Outstanding is what I get from the article and what's been said. If you think it will be better than 2080Ti it's fine with me. I'm not going to make this assumption.
I will leave it as outstanding. When somebody compares Ryzen launch to what the new RDNA2 will brings, outstanding is what comes to my mind. If this is a marketing scheme we will have to wait and see.


----------



## cucker tarlson (Feb 3, 2020)

ratirt said:


> It could mean that. bigger than 5700XT. It could mean something else time will tell.
> 
> Outstanding is what I get from the article and what's been said. If you think it will be better than 2080Ti it's fine with me. I'm not going to make this assumption.
> I will leave it as outstanding. When somebody compares Ryzen launch to what the new RDNA2 will brings, outstanding is what comes to my mind. If this is a marketing scheme we will have to wait and see.


if it isn't faster than 2080ti,then it isn't standing out.


----------



## Super XP (Feb 3, 2020)

efikkan said:


> My advice is to consume these rumors with generous amounts of NaCl.
> 
> Lisa Su also said that the high-end was important to them, funny considering AMD haven't been participating there for years. It makes me wonder what _she_ means by "big Navi" and "high-end", it could simply mean anything bigger and better than RX 5700 XT.
> 
> ...


AMD hasn't participated in the high end. Well of course not, how could they after the Bulldozer release? People shouldn't be asking why AMD hasn't participated in the high end for years as it's already Very Well Known why they couldn't back then. 

Soon after AMD launched the ZEN CPUs they were developing RDNA1. Soon after strong Ryzen sales and profits they injected much needed R&D into the RTG hence RDNA2. 
On top of next gen gaming consoles coming out Christmas 2020 powered by RDNA2. Etc

This is old news already well known. People will underestimate AMDs RDNA2 potential because of how there Radeons performed in comparison to Nvidia GPUs. Without realizing AMD split the Server GPU and the Gamers GPU no longer releasing ONE design to appease every market segment. 

If the gaming oriented RX 5700XT is not a positive indication that AMD in caught up to Nvidia then we will have to wait and see how this plays out in 2020.

(Annotated coordinate records)

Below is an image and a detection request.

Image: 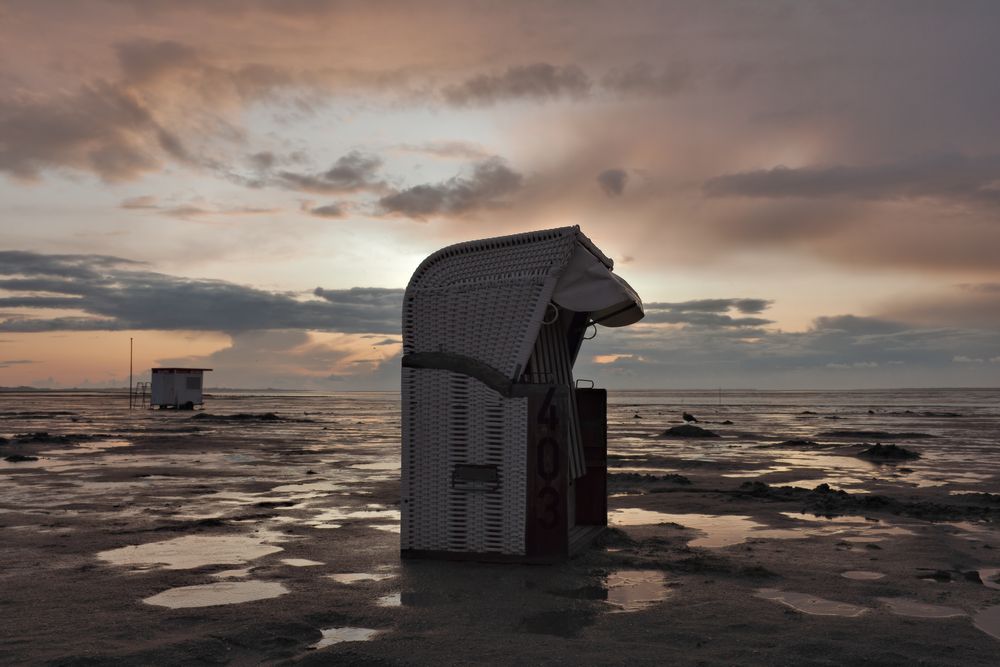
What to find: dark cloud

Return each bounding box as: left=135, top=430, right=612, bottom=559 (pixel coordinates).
left=378, top=158, right=524, bottom=220
left=271, top=151, right=383, bottom=194
left=0, top=251, right=402, bottom=334
left=0, top=83, right=162, bottom=181
left=704, top=155, right=1000, bottom=204
left=643, top=299, right=773, bottom=328
left=646, top=299, right=773, bottom=315
left=396, top=141, right=490, bottom=160
left=601, top=62, right=694, bottom=96
left=597, top=169, right=628, bottom=197
left=442, top=63, right=591, bottom=106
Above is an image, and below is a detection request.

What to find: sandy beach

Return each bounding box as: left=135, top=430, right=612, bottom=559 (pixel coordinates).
left=0, top=390, right=1000, bottom=665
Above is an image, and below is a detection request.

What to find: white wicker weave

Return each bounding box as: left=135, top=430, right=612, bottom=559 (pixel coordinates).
left=400, top=227, right=636, bottom=555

:: TASK INSTRUCTIONS ::
1/ Answer these questions about the forum thread on AMD's RDNA2 cards:
(a) What does cucker tarlson say a card must be faster than in order to stand out?
(b) What does efikkan advise consuming the rumors with?
(c) According to Super XP, when are the next gen gaming consoles powered by RDNA2 coming out?
2/ In the forum thread on AMD's RDNA2 cards, rename "high end" to "top tier" in the passage from "## Super XP" to "couldn't back then.", and write out the passage with that change.
3/ Write what comes next in the forum thread on AMD's RDNA2 cards, picking up after its last sentence.
This listing comes from a separate source, unrelated to the forum thread.

:: RESULTS FOR THE EXERCISE ::
1/
(a) The 2080ti.
(b) Generous amounts of NaCl.
(c) Christmas 2020.

2/
## Super XP (Feb 3, 2020)

efikkan said:


> My advice is to consume these rumors with generous amounts of NaCl.
> 
> Lisa Su also said that the high-end was important to them, funny considering AMD haven't been participating there for years. It makes me wonder what _she_ means by "big Navi" and "high-end", it could simply mean anything bigger and better than RX 5700 XT.
> 
> ...


AMD hasn't participated in the top tier. Well of course not, how could they after the Bulldozer release? People shouldn't be asking why AMD hasn't participated in the top tier for years as it's already Very Well Known why they couldn't back then.

3/
cucker tarlson said:


> not even close


My post is based on FACTS. Is yours ? Nope


----------



## ratirt (Feb 3, 2020)

cucker tarlson said:


> if it isn't faster than 2080ti,then it isn't standing out.


And you know it isn't? Cause you were arguing that it will never be released few posts up.
I said the odds are that it will be release cause it has been mentioned by Lisa Su, other executives from AMD and lead Radeon managers. Although you didn't say if you mean RDNA or RDNA2. If AMD says it is coming then it is. AMD's 2020 GPU roadmap says, New Navi (RDNA2) in 2020 but if you say it's not then maybe tell AMD this, cause they don't know that. 


cucker tarlson said:


> There will be no big navi.
> They cant even get the small navi to work properly.
> Ampere will compete with turing and next gen consoles (and their desktop equivalents).


----------



## gamefoo21 (Feb 3, 2020)

cucker tarlson said:


> not even close



Single GPU was the V20 MI60. Then NV super binned and overclocked the V100 to make the V100S.

Dual GPU single cards. The V20 based pro duo is king.

Under $2500 USD... Radeon VII is the fastest.


----------



## jabbadap (Feb 3, 2020)

gamefoo21 said:


> I corrected it.
> 
> 5.5x faster than the 5700XT
> 8x faster than the 2080ti
> ...



Well do correct it again, it's Tesla not Quadro as Quadro GV100 is actual product and it has 7.6TFlops of fp64 compute power. Actual server products are Tesla V100 SXM2 16GB/32GB, V100 PCIe 16GB/32GB, V100S PCIe 32GB... 

So yeah this upcoming Tesla card will fight against upcoming AMD MI100 and Intel XE Ponte Vecchio server gpus.


----------



## gamefoo21 (Feb 3, 2020)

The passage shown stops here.